# Goal:
Convert the lines of the records between the line holding "out the reddish" and the line holding "x=179, y=18", inclusive, into a Markdown table. Use two columns, Row and Line, number each row, and leave out any blank lines.

# Input material:
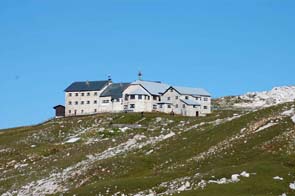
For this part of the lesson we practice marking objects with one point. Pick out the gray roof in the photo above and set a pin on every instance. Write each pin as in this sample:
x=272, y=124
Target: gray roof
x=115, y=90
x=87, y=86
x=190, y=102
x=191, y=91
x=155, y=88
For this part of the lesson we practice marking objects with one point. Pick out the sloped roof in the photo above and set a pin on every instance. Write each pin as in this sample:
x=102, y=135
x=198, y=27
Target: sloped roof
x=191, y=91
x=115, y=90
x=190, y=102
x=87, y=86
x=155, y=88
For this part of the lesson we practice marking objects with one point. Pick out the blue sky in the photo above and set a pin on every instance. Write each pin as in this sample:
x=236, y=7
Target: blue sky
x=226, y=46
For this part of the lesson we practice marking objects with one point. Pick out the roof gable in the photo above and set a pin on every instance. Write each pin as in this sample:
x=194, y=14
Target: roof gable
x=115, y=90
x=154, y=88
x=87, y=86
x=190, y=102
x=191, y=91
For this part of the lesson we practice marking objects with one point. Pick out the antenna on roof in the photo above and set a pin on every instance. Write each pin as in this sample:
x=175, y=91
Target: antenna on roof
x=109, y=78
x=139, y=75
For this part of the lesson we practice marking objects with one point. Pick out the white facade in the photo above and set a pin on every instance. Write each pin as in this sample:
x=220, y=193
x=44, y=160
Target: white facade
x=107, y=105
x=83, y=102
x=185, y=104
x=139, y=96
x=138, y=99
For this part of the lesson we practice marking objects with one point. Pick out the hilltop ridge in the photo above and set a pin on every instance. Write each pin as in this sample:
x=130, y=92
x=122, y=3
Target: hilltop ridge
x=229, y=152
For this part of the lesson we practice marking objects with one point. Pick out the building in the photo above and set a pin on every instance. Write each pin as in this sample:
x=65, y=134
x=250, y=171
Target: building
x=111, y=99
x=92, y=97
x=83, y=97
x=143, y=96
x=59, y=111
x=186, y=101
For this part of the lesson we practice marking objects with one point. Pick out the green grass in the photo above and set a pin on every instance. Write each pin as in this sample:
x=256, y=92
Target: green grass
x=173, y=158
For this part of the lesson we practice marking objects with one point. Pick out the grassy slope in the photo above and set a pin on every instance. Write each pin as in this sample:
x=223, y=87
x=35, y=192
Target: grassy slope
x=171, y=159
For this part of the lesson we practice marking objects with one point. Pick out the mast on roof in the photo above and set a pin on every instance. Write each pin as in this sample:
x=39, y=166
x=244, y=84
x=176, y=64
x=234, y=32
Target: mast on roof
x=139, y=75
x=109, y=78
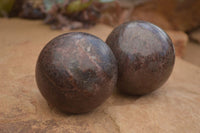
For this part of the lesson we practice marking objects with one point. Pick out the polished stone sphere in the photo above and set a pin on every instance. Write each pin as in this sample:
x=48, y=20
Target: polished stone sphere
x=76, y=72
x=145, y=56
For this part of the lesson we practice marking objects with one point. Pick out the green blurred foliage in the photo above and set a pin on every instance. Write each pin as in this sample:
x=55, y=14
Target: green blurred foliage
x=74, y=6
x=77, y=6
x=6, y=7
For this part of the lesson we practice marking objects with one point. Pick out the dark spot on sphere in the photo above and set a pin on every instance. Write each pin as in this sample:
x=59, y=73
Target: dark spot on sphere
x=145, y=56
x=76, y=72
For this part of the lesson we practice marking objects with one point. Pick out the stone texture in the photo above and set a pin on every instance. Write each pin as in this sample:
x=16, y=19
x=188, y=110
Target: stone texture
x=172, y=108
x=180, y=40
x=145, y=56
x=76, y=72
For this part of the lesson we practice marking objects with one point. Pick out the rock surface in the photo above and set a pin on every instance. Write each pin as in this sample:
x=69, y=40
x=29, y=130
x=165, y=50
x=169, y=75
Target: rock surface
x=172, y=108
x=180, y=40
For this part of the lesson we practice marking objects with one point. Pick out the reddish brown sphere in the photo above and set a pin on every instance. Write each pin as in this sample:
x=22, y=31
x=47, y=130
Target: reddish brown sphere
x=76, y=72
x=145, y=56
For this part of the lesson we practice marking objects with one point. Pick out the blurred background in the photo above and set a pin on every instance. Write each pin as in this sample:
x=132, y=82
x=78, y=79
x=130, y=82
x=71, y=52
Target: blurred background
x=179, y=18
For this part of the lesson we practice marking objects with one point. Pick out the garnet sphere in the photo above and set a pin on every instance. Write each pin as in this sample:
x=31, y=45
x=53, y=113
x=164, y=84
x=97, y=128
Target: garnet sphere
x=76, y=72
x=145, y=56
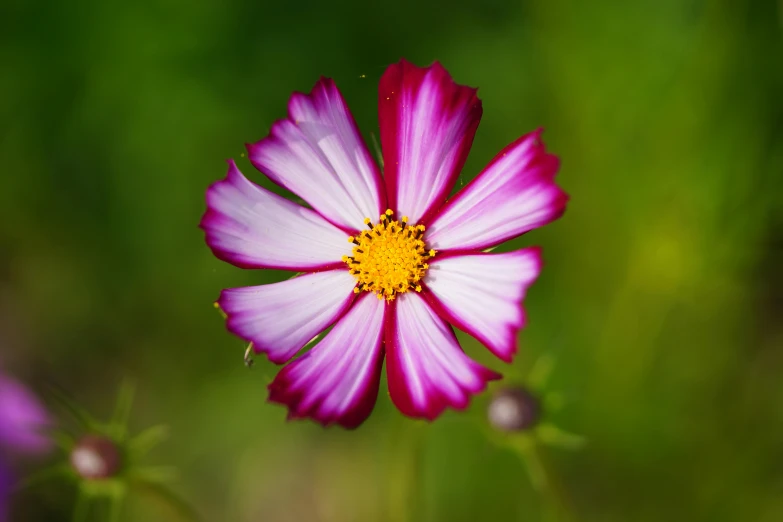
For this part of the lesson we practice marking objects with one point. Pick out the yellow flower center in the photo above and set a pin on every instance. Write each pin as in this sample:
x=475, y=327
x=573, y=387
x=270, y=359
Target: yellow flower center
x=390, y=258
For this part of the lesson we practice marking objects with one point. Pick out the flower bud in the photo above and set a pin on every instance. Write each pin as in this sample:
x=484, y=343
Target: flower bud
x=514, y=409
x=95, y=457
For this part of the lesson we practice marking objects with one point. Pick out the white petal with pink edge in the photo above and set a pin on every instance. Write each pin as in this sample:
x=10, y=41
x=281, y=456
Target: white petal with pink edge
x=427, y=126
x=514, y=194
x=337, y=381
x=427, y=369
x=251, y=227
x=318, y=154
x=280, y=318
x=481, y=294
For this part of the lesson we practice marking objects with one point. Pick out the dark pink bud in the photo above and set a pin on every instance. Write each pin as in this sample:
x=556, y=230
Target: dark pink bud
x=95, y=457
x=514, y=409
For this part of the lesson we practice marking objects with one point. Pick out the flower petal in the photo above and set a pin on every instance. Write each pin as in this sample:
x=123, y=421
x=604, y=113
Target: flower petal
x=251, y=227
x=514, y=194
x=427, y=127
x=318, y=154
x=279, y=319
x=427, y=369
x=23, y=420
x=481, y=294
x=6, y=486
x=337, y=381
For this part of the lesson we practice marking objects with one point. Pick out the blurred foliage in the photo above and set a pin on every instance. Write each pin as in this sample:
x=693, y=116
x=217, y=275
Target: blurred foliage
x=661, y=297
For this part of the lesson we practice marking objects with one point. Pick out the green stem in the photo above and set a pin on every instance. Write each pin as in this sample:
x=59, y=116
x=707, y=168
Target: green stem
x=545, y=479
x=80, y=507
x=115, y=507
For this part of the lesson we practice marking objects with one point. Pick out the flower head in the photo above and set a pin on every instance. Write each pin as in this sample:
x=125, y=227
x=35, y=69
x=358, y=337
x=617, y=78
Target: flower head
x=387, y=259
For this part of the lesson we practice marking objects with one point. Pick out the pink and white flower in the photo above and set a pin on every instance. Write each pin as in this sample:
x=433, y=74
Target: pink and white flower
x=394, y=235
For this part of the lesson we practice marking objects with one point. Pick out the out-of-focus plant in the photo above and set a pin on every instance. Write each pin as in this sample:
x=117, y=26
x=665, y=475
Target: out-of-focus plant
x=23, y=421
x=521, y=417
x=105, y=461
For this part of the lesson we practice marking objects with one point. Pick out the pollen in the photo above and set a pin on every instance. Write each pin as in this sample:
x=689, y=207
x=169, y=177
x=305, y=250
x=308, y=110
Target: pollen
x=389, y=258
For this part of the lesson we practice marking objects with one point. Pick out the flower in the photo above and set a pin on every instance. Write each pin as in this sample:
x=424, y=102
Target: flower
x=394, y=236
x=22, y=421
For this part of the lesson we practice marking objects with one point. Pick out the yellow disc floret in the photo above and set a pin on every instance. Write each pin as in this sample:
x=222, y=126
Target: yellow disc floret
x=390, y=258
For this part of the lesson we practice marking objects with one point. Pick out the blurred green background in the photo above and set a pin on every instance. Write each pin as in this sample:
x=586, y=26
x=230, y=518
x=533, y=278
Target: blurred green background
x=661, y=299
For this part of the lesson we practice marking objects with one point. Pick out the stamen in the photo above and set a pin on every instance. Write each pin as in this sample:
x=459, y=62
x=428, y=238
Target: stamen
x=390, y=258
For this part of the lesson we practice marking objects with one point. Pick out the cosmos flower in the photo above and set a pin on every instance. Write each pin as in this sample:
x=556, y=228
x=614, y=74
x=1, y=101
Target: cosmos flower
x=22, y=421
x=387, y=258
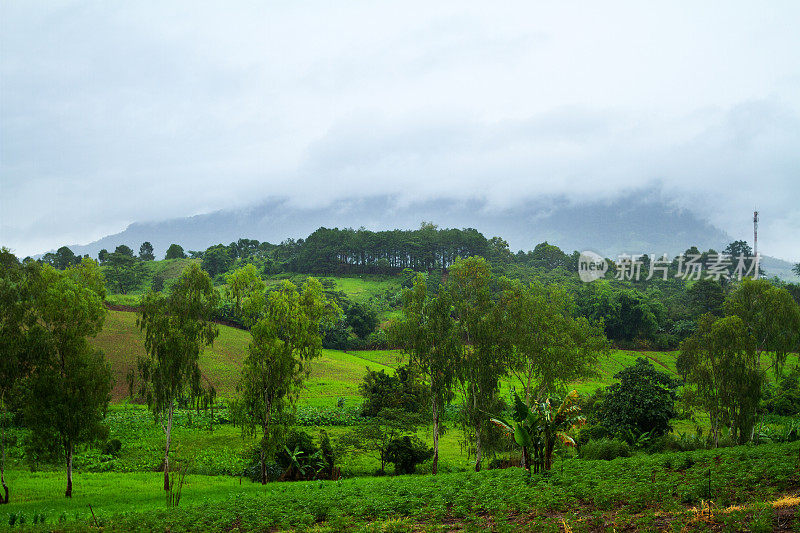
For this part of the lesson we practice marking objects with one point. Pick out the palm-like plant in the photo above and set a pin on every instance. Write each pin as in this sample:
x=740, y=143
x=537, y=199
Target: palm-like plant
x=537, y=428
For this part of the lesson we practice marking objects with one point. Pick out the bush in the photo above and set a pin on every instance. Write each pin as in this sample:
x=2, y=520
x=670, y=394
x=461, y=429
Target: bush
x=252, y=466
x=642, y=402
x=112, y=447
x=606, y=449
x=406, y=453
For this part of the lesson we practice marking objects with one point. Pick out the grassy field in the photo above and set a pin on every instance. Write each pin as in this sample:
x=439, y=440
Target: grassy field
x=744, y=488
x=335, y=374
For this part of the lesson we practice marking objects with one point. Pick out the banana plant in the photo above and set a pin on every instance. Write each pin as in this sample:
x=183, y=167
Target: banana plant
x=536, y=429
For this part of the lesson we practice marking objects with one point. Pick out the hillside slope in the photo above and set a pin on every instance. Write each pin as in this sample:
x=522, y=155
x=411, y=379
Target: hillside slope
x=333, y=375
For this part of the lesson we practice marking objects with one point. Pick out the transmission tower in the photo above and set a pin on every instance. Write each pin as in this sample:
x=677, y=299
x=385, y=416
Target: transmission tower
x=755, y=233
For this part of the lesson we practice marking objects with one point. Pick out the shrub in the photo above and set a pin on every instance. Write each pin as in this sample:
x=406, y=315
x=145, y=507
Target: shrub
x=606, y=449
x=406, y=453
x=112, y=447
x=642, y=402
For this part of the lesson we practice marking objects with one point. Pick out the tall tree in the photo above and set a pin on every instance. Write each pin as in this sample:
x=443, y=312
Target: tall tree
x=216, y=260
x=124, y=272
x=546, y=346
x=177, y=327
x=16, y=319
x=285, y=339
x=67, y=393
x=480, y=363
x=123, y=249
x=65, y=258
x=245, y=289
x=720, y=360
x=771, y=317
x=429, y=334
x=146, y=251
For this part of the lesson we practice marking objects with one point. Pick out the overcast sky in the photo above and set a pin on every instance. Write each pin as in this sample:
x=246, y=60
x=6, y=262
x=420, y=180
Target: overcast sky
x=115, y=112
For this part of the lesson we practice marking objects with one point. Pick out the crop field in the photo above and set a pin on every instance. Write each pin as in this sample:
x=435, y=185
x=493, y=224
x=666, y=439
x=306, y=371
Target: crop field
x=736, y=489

# Reply:
| Row | Line |
|---|---|
| 1 | For this part of the lesson we practice marking objects with one point. Pick out the reddish brown sphere in the photo above and set a pin on every instance. Write each pin as in this sample: |
| 2 | x=22, y=31 |
| 3 | x=47, y=130 |
| 4 | Target: reddish brown sphere |
| 5 | x=76, y=72 |
| 6 | x=145, y=56 |
| 7 | For this part of the lesson we practice marking objects with one point. Pick out the blurred background in the photo above and set a pin on every instance. Write each pin as in this sample: |
| 8 | x=132, y=82 |
| 9 | x=78, y=79 |
| 10 | x=130, y=82 |
| 11 | x=71, y=52 |
| 12 | Target: blurred background |
| 13 | x=179, y=18 |